◆ **Records for the exercise**
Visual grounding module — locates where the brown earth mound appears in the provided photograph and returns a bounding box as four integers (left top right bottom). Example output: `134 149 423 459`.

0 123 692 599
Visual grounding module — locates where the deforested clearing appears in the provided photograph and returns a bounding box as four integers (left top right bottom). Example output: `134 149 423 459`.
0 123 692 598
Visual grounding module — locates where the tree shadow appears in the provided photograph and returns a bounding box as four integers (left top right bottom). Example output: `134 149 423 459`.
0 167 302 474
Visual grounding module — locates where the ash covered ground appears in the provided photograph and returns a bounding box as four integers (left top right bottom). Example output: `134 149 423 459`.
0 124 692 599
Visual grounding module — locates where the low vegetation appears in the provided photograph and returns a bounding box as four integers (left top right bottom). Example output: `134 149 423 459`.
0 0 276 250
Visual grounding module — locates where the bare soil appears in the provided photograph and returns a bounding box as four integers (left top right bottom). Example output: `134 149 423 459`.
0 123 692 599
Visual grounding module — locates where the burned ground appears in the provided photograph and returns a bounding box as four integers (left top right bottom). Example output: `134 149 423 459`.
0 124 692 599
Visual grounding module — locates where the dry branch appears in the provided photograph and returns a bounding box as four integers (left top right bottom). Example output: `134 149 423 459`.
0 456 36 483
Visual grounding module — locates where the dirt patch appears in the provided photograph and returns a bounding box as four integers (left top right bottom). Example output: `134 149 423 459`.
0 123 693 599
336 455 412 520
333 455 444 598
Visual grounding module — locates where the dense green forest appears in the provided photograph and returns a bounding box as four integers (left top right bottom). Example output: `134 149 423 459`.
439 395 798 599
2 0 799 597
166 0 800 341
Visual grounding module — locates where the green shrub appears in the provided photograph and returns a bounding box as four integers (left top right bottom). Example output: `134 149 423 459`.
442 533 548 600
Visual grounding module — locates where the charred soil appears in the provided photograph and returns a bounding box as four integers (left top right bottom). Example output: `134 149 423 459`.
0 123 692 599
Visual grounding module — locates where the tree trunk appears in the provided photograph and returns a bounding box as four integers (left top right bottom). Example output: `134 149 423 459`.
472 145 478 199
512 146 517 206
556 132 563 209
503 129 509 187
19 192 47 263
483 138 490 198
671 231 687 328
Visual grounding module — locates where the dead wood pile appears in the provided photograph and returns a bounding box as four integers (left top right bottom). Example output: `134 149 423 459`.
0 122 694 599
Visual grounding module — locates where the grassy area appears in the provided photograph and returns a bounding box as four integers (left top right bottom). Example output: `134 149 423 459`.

◆ **What the task requires**
The task here is to output the line with "Visual grounding module — locates where the tree trunk" and all lines after it to the end of the records above, exactly and only those.

◆ **Response to this task**
Visual grounding module — locates where the tree trunk appears in the provided photograph and returns a bounding box as four integers (left top right bottom). Example output: `134 149 423 459`.
472 145 478 199
512 146 517 206
556 132 563 209
503 129 509 187
19 192 47 263
483 138 490 198
671 231 687 328
Visual grounding module — locates where the dead wood pile appears in the provided photograph and returns a bounding box as four integers (left top right bottom). Example output: `134 149 423 459`.
0 122 694 599
Visual grounding module — locates where the grassy area appears in the provided photograph and returns a bounding box as four integers (left top right bottom). Example output: `134 149 423 459`.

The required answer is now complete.